# Nie można wypalać płyt

## Zwierzak

Od jakiegoś miesiąca siadło mi wypalanie płyt na komputerze. Wcześniej wszystko działało bezproblemowo, ale teraz K3B wywala mi jakieś dziwne błędy i nie pozwala wypalić płyt. Nie wiem co może być przyczyną, ale dzieje się tak dla płyt CD, jak i płyt DVD. Teraz próbuję przekompilować cdrtools i dvd+r-tools dla pustego drzewka zależności, ale pewnie też może być coś skopane w kernelrze.

----------

## znal

 *Zwierzak wrote:*   

> K3B wywala mi jakieś dziwne błędy

 No to wypadało by napisać dokładnie jakie to błędy. To co napisałeś niewiele mówi.

----------

## no4b

Szklana kula się ostatnio rozbiła niestety :(

----------

## Mr Adam

korzystasz może z hald'a?

◆ **Lista źródłowa**
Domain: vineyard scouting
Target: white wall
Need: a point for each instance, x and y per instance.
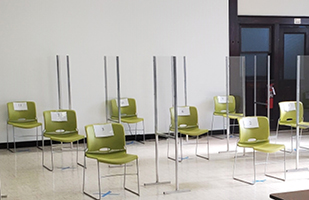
(273, 7)
(32, 32)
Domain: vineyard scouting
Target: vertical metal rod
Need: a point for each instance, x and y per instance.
(69, 82)
(255, 103)
(185, 79)
(156, 116)
(243, 73)
(118, 89)
(185, 86)
(106, 89)
(174, 76)
(227, 102)
(297, 110)
(58, 80)
(268, 88)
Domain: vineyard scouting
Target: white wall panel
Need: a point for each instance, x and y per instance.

◆ **Do zrobienia**
[1] Policz, w ilu wierszach listy występuje słowo „white”, z uwzględnieniem wielkości liter. Podaj tylko liczbę.
[2] Dopisz dalszy ciąg wątku z forum o kłopotach z wypalaniem płyt.

◆ **Odpowiedzi**
[1] 2

[2]
----------

## sebas86

Nie wiem czy to samo, ale też związany z HAL-em. Przy wypalaniu płyt proces hal-deamon-stor... zajmował 50% czasu procesora i uniemożliwiał poprawne wypalenie danych, rozwiązaniem było nadanie prawa do wykonania z prawami właściciela dla cdrecord i cdrdao.

Swoją drogą częste problemy przy wypalaniu sprawiają polskie litery. Jeśli problem dotyczy pliku dostaniemy informacje przy tworzeniu obrazu o braku pliku o podanej nazwie, jeśli nadamy nieprawidłowy tytuł dostaniemy nieznany błąd.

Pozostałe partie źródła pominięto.